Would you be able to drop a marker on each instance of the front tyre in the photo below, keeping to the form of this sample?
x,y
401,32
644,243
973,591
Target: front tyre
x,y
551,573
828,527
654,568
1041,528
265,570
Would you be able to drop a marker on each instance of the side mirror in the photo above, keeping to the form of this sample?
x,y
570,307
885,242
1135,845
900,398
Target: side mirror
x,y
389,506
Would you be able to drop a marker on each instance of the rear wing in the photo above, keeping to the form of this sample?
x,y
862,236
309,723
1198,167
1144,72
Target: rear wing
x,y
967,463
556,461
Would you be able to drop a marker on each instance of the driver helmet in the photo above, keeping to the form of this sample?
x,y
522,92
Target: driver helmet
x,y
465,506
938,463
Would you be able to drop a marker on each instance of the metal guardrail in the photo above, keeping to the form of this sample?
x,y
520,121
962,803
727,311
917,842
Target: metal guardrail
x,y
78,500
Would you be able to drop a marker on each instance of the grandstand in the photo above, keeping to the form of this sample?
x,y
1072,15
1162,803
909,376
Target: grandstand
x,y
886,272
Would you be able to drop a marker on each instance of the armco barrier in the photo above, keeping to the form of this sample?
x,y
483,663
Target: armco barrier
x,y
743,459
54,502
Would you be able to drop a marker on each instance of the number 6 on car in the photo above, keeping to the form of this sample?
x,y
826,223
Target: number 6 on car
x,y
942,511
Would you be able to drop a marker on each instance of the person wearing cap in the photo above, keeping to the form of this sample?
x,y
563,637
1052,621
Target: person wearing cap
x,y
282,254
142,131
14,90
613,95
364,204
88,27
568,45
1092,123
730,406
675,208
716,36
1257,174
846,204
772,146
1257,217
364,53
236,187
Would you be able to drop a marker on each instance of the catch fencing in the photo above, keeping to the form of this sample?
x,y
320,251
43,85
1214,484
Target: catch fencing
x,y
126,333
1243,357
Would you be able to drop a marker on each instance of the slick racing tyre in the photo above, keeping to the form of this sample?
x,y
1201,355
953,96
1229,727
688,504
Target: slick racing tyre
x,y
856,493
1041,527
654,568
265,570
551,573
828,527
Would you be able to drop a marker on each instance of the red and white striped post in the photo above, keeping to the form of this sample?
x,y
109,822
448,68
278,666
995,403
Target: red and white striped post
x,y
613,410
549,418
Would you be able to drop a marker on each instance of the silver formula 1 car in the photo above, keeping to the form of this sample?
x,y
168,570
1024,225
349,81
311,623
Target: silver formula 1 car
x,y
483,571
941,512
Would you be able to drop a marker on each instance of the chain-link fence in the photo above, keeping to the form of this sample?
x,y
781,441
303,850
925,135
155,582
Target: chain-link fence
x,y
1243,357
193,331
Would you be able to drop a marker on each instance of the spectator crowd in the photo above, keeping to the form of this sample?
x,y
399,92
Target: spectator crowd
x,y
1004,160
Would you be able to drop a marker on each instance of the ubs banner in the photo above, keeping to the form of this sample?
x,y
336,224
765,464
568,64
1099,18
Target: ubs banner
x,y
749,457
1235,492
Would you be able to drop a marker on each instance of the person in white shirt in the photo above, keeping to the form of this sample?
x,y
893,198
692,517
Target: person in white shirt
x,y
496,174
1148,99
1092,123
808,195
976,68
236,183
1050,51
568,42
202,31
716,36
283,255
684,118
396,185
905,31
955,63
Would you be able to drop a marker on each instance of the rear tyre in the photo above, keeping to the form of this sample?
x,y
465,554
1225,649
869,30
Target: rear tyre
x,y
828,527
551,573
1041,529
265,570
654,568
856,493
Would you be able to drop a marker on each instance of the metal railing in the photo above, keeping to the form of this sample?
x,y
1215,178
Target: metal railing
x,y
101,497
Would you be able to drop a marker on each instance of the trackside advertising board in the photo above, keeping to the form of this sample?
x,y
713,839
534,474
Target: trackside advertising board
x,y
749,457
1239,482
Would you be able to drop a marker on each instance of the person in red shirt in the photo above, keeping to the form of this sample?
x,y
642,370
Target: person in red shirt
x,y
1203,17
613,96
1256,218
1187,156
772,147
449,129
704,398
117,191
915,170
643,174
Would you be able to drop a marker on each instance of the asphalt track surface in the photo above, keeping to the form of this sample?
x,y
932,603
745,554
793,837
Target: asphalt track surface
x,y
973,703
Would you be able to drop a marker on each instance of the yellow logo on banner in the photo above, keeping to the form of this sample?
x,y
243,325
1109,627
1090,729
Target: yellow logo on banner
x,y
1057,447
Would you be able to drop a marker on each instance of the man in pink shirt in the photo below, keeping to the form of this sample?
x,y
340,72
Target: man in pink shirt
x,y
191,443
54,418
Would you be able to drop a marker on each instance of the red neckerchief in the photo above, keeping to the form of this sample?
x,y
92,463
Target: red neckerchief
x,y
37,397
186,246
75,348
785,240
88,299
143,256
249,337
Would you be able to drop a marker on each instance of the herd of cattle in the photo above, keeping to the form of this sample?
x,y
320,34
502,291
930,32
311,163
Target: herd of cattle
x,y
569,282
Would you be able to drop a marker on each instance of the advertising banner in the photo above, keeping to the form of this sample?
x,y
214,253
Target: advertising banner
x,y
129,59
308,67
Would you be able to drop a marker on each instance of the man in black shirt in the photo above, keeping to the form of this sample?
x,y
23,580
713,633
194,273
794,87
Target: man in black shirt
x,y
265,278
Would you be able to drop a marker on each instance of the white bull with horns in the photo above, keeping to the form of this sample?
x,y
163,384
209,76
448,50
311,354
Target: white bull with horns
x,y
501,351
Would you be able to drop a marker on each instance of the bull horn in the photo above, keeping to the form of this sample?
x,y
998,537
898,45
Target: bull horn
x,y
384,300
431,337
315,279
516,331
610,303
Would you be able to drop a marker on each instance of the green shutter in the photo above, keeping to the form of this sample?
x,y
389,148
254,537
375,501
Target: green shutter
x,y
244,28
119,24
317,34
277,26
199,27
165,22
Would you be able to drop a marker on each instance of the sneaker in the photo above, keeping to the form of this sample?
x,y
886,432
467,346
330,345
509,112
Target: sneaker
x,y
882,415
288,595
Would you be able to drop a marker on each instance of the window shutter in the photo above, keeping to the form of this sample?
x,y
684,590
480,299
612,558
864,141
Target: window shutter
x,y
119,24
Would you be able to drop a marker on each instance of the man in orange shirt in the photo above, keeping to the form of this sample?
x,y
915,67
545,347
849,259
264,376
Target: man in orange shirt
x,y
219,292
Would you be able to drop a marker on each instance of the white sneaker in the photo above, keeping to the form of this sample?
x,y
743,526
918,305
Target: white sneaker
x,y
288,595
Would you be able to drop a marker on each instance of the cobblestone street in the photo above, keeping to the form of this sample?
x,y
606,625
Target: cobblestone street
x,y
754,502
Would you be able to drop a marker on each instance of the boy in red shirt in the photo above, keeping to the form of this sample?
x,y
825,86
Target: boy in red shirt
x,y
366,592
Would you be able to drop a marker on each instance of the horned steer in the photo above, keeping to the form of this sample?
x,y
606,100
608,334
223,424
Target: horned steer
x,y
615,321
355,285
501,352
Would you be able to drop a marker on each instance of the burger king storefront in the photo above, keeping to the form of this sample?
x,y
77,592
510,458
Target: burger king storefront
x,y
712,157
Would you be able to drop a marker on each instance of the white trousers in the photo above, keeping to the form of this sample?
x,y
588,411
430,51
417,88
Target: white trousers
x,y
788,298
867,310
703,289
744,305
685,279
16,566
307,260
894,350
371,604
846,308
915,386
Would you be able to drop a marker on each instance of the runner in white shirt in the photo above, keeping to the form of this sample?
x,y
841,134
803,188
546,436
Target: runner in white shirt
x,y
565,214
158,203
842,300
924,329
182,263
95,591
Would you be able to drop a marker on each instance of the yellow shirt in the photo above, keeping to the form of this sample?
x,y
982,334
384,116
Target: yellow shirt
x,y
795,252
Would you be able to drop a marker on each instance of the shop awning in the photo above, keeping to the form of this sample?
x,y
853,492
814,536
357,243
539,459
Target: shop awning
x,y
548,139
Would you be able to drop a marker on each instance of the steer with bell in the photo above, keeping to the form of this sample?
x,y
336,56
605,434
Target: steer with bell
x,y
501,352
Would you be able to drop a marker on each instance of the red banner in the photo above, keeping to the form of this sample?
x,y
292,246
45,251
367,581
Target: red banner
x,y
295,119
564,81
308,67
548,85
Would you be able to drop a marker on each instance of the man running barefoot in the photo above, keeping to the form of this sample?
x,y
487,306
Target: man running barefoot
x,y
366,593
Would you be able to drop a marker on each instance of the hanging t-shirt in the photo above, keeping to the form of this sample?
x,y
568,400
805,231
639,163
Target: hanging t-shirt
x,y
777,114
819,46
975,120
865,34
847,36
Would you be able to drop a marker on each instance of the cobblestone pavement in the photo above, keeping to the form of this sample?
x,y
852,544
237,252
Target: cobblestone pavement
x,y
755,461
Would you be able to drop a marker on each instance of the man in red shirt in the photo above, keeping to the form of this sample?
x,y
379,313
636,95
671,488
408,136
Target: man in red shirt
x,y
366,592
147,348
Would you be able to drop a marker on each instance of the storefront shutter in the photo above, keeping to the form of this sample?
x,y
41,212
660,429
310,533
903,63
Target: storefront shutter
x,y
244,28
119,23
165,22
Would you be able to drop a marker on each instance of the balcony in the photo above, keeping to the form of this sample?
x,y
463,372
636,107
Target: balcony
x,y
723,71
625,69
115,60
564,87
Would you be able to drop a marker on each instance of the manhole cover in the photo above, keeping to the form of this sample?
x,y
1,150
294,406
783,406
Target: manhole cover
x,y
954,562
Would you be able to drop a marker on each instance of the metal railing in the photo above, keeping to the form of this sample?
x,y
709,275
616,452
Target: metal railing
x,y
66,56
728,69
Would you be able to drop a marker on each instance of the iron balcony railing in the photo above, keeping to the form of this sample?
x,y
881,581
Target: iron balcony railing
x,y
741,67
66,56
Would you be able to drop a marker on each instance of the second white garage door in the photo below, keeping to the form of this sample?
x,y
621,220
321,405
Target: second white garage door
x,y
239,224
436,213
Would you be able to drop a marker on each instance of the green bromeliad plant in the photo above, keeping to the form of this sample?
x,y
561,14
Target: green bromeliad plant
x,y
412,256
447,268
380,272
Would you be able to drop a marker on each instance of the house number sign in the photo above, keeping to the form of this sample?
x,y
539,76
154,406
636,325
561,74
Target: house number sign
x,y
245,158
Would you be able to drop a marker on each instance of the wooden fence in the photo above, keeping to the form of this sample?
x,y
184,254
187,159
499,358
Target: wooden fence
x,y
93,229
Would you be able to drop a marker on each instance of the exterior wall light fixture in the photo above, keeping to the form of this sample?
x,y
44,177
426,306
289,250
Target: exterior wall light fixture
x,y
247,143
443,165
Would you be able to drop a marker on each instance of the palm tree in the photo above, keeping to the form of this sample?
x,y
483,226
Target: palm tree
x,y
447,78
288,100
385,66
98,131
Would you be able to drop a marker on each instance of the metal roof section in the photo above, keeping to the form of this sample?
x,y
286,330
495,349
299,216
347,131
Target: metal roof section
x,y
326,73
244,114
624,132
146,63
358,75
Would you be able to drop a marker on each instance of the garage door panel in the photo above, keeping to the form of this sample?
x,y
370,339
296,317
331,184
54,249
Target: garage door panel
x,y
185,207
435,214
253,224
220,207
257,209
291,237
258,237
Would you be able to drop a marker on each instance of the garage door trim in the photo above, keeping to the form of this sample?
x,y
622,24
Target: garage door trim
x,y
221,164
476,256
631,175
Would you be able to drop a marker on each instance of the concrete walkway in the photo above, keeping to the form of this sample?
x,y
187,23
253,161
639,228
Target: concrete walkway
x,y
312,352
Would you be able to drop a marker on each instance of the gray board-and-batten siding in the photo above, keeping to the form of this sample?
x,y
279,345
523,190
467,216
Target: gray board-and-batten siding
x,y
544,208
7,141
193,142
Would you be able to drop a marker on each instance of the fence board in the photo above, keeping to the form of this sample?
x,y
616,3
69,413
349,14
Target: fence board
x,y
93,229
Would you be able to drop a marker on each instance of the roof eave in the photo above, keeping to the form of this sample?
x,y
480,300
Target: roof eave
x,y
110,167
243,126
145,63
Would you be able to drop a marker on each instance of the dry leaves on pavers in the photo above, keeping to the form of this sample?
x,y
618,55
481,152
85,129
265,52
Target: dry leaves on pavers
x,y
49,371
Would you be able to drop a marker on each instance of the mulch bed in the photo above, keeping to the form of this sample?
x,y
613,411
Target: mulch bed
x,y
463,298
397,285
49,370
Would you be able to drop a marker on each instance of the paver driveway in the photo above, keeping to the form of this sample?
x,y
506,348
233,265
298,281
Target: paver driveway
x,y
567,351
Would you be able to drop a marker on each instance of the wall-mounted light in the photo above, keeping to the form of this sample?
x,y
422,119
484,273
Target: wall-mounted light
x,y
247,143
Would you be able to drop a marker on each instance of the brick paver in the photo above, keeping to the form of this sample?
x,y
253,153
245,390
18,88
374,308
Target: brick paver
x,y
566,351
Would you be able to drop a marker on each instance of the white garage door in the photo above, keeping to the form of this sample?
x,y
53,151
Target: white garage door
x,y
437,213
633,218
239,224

- - - - - - -

- **What you need to do**
The lines to reproduce run from the line containing "of the concrete" to the end of the listing; write them out exactly and add nothing.

- **Written response**
Would you be able to drop a marker on each instance of the concrete walkway in the photo above, keeping to the form of this sample?
x,y
187,23
253,161
639,228
Target: concrete walkway
x,y
312,352
Would you be able to drop a marker on each instance of the gray board-and-batten siding in the photo above, keeping to the form of this sample?
x,y
279,345
523,190
467,216
Target: gray board-and-batten siding
x,y
544,208
7,141
193,142
Would you be able to drop a marker on each instance of the fence board in the photo above, keeping to the form of this sample?
x,y
616,3
69,413
349,14
Target: fence board
x,y
93,229
Would you be able to drop a marker on each instance of the roof eave in the photo above, keeping to the form of this sample?
x,y
480,300
Target: roof eave
x,y
110,167
243,126
145,63
Would you be able to drop a marker on each instance of the dry leaves on pavers in the photo above, keeping to the form of this sample?
x,y
618,55
481,152
85,129
265,52
Target: dry leaves on pavers
x,y
49,371
Would you be able to drop a marker on each instance of the mulch bed in the photo above, keeping to the form of this sample?
x,y
613,411
Target: mulch bed
x,y
463,298
397,285
49,370
Would you be able to drop a marker on each instance of the paver driveway in the photo above, keeping to the form of this sample?
x,y
506,348
233,265
298,281
Target: paver driveway
x,y
567,351
Would you be able to drop a marker on each instance of the wall-mounted light in the photo above, keeping to the form of this sample?
x,y
422,119
484,273
Target: wall-mounted light
x,y
247,143
Would you be able to drop a marker on each instance of the brick paver in the photo above, keeping to the form of this sample?
x,y
253,153
245,390
18,88
374,308
Target: brick paver
x,y
566,351
Would you be able to drop a marker on each instance of the white garage door in the photo above, keeping to the form of this sample?
x,y
53,151
Target: white garage door
x,y
437,213
633,218
239,224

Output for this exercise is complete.